Exercise brief: Copy the data word for word, starting with the line that contains "Tag every instance of the conifer" and going on through the line that contains "x=209 y=624".

-------- Supplied entries --------

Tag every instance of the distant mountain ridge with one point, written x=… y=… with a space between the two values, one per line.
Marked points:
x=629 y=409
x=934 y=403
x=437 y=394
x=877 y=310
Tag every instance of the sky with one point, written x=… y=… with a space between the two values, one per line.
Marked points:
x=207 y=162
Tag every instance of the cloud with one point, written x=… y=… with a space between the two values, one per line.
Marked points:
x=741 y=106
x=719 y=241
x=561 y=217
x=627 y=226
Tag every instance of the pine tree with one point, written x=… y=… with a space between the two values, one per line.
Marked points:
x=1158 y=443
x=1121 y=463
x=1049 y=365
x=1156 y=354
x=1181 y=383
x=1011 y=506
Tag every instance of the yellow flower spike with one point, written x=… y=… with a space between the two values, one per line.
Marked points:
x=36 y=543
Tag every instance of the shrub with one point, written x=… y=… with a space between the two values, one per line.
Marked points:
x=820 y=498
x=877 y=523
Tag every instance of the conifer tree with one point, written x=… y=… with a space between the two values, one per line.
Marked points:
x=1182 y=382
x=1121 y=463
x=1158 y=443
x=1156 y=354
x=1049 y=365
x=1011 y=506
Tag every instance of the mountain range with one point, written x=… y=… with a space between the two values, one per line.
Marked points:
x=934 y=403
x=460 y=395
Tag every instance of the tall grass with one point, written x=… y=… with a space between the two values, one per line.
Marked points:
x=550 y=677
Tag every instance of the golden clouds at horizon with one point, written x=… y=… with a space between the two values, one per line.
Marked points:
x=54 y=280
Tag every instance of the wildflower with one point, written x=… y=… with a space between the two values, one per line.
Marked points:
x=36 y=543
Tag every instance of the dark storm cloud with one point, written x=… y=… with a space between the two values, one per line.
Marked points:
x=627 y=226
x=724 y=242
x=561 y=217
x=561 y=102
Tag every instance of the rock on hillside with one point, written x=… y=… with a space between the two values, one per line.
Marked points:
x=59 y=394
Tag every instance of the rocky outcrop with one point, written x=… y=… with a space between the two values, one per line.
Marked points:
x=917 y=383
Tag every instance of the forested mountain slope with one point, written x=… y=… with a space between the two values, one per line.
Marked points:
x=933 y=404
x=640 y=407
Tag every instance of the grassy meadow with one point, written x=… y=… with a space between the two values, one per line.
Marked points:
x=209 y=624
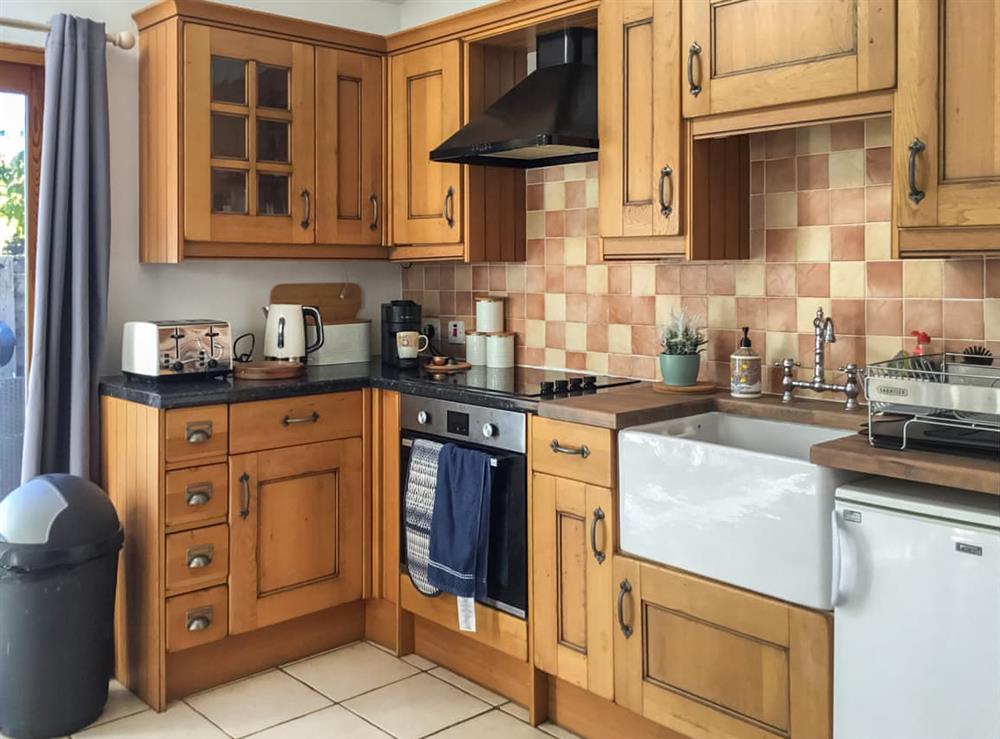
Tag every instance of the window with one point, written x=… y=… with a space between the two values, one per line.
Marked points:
x=21 y=82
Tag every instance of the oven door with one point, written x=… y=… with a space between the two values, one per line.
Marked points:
x=507 y=568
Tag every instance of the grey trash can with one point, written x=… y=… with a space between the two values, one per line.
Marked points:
x=59 y=543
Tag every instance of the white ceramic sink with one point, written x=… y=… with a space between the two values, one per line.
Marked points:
x=734 y=499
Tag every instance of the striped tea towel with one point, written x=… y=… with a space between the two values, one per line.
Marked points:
x=421 y=483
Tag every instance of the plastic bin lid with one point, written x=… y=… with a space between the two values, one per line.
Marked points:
x=55 y=520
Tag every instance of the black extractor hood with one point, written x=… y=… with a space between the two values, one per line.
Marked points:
x=550 y=117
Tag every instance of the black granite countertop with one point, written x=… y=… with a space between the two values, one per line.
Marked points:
x=318 y=379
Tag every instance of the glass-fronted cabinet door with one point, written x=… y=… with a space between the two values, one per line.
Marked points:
x=248 y=140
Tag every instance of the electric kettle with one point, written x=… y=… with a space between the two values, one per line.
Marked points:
x=285 y=332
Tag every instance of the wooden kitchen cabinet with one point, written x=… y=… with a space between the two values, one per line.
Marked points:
x=747 y=54
x=572 y=537
x=706 y=659
x=946 y=133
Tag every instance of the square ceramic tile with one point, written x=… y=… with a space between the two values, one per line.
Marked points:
x=257 y=702
x=350 y=671
x=333 y=721
x=416 y=707
x=483 y=694
x=179 y=721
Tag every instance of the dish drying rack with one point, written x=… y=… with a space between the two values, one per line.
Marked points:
x=935 y=389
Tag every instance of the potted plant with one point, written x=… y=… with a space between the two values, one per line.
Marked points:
x=682 y=343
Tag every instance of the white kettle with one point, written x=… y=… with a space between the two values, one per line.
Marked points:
x=285 y=332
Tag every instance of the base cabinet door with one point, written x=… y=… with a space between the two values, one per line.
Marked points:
x=745 y=54
x=573 y=526
x=296 y=542
x=709 y=660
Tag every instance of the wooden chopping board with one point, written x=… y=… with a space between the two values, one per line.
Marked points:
x=336 y=301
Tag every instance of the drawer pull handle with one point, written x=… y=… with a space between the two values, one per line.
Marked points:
x=598 y=553
x=198 y=432
x=311 y=418
x=199 y=493
x=581 y=451
x=624 y=589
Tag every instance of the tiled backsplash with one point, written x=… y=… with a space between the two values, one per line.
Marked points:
x=820 y=236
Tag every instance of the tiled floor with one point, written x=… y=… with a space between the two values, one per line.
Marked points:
x=358 y=691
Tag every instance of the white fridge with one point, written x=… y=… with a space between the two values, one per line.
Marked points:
x=917 y=612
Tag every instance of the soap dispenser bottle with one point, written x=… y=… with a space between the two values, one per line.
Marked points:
x=744 y=369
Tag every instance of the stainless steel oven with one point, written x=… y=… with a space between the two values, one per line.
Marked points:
x=502 y=435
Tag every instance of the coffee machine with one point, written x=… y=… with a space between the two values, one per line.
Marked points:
x=399 y=315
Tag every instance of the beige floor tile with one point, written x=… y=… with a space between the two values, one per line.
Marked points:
x=345 y=673
x=324 y=724
x=493 y=724
x=483 y=694
x=416 y=707
x=179 y=721
x=256 y=703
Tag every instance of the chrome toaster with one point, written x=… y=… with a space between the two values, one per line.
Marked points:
x=188 y=348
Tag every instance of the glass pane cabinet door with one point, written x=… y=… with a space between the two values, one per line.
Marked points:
x=249 y=138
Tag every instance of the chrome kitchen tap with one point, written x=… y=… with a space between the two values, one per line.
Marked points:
x=824 y=335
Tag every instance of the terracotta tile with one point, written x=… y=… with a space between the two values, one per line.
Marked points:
x=847 y=243
x=781 y=314
x=885 y=279
x=922 y=315
x=694 y=279
x=813 y=172
x=813 y=279
x=847 y=135
x=879 y=203
x=814 y=208
x=780 y=280
x=848 y=316
x=847 y=205
x=962 y=278
x=962 y=319
x=885 y=317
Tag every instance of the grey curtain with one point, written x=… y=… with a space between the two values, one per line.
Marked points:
x=62 y=424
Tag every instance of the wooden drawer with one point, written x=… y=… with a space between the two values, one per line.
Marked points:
x=584 y=453
x=197 y=494
x=197 y=433
x=197 y=558
x=197 y=618
x=270 y=424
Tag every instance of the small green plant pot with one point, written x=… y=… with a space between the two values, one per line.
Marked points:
x=679 y=369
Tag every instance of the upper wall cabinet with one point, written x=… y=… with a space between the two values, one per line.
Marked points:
x=746 y=54
x=946 y=133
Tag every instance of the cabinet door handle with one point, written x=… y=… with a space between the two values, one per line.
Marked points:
x=598 y=553
x=449 y=207
x=307 y=201
x=666 y=203
x=245 y=507
x=916 y=147
x=581 y=451
x=624 y=589
x=694 y=51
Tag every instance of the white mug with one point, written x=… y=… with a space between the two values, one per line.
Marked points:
x=410 y=343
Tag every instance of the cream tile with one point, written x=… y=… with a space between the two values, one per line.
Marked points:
x=257 y=702
x=468 y=686
x=812 y=244
x=847 y=168
x=350 y=671
x=847 y=279
x=179 y=721
x=328 y=722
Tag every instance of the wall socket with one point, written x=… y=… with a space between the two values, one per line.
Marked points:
x=456 y=332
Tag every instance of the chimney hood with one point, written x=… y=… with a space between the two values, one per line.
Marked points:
x=550 y=117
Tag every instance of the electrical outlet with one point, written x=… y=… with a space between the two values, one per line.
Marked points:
x=456 y=332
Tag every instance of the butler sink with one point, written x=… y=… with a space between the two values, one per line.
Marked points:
x=734 y=499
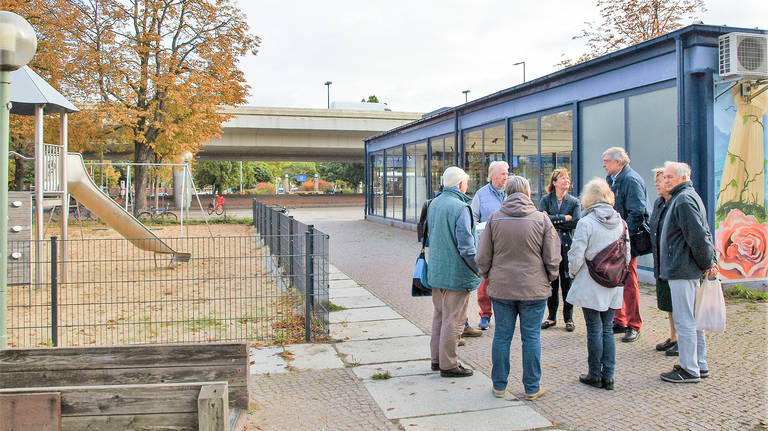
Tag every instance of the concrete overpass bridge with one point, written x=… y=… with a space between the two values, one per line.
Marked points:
x=299 y=134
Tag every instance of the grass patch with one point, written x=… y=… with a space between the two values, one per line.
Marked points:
x=739 y=292
x=382 y=376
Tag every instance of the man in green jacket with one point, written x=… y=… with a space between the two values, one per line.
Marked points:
x=452 y=271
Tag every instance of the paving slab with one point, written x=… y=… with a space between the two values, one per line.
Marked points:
x=266 y=360
x=344 y=292
x=363 y=314
x=374 y=330
x=359 y=301
x=338 y=284
x=402 y=397
x=314 y=356
x=396 y=369
x=514 y=418
x=387 y=350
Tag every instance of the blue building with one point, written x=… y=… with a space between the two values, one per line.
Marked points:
x=661 y=100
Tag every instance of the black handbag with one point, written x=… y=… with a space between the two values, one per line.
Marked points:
x=419 y=285
x=640 y=241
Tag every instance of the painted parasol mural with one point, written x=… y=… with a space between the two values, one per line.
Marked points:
x=741 y=147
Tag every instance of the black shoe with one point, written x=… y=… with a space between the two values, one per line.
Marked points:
x=591 y=381
x=456 y=372
x=672 y=351
x=607 y=384
x=702 y=373
x=666 y=345
x=679 y=375
x=630 y=336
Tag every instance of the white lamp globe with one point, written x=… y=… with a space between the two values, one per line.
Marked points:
x=18 y=41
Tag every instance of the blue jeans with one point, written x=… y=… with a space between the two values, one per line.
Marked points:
x=601 y=347
x=531 y=314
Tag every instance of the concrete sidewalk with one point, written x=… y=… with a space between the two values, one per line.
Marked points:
x=338 y=386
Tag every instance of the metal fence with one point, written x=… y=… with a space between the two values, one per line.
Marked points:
x=300 y=258
x=110 y=292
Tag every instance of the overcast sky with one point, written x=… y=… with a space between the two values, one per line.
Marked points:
x=419 y=55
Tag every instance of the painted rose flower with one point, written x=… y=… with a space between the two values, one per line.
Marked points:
x=741 y=244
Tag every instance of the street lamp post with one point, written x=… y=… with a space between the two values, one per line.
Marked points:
x=328 y=86
x=519 y=63
x=18 y=43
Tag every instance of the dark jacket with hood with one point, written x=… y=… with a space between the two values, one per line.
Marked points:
x=686 y=246
x=519 y=251
x=629 y=189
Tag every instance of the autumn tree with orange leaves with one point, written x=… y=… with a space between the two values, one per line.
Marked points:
x=628 y=22
x=150 y=74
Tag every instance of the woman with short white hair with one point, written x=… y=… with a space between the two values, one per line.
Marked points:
x=599 y=227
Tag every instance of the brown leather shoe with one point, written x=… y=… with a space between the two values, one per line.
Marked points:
x=456 y=372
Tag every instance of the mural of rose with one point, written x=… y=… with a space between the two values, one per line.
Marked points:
x=741 y=243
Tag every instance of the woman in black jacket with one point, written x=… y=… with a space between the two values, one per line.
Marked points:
x=564 y=210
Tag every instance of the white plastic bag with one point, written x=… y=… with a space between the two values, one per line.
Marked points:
x=710 y=307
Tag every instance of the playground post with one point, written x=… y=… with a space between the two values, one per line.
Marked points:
x=18 y=44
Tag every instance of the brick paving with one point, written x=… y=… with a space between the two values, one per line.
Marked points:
x=733 y=398
x=331 y=399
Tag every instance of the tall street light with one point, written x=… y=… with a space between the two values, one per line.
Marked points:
x=328 y=85
x=519 y=63
x=18 y=44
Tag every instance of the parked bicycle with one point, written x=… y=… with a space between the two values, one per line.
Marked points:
x=217 y=206
x=158 y=215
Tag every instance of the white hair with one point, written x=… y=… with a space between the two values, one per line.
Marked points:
x=517 y=184
x=495 y=167
x=617 y=153
x=682 y=170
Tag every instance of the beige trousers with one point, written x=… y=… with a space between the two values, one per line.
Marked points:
x=447 y=324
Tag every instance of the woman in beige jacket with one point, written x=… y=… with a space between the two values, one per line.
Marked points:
x=519 y=254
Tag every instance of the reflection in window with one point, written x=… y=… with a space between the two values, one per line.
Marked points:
x=473 y=159
x=436 y=163
x=525 y=153
x=394 y=189
x=493 y=148
x=556 y=145
x=377 y=183
x=415 y=179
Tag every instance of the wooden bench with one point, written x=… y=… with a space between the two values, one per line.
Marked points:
x=168 y=368
x=126 y=365
x=178 y=406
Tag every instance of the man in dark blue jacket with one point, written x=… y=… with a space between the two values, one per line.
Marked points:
x=686 y=253
x=629 y=190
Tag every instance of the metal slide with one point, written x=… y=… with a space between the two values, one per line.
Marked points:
x=82 y=187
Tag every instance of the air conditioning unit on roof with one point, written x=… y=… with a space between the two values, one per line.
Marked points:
x=743 y=55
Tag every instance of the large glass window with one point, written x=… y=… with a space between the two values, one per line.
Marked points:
x=473 y=159
x=602 y=127
x=556 y=145
x=525 y=153
x=394 y=189
x=415 y=179
x=377 y=183
x=436 y=161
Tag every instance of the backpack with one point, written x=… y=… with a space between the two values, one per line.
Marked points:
x=609 y=267
x=422 y=230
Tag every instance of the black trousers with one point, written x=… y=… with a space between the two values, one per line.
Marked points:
x=562 y=283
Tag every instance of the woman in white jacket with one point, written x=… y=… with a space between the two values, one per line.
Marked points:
x=599 y=226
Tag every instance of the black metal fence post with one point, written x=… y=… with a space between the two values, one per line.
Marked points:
x=290 y=251
x=54 y=291
x=309 y=283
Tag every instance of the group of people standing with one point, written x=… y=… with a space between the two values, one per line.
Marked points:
x=522 y=258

--------

Exercise result:
Tag every instance of the conifer tree with one point, written x=… y=… with a space between the two values, one per line.
Marked points:
x=1182 y=382
x=1121 y=463
x=1158 y=443
x=1156 y=354
x=1049 y=365
x=1011 y=506
Tag every instance of the mountain range with one point, written x=… y=… with a space between the two values, one per line.
Marked points:
x=934 y=403
x=460 y=395
Tag every instance of the tall grass with one point, written x=… y=… with a space between the two values, one per line.
Marked points:
x=550 y=677
Tag every instance of the golden clouds at horizon with one point, written x=… y=… with a space between the two values, one per line.
Marked points:
x=54 y=280
Tag every instance of the wildflower with one point, written x=… y=… with a space between the two values, one per line.
Marked points:
x=36 y=543
Tag every instance of the dark storm cloud with one point, written x=… y=… with a space between the two values, one per line.
Marked points:
x=627 y=226
x=724 y=242
x=561 y=217
x=561 y=102
Tag every instance of the rock on hillside with one point, written x=… y=… with a space between the two values, one per line.
Marked points:
x=59 y=394
Tag every instance of the rocky outcrop with one point, written x=… y=… with a space between the two values, one per line.
Marked points:
x=917 y=383
Tag every instance of the forested mountain slope with one point, written x=… y=… with a space between the two values, one per line.
Marked points:
x=933 y=404
x=640 y=407
Tag every instance of the grassy meadow with one point, written x=… y=… with a space between the two values, one per line.
Marked points:
x=209 y=624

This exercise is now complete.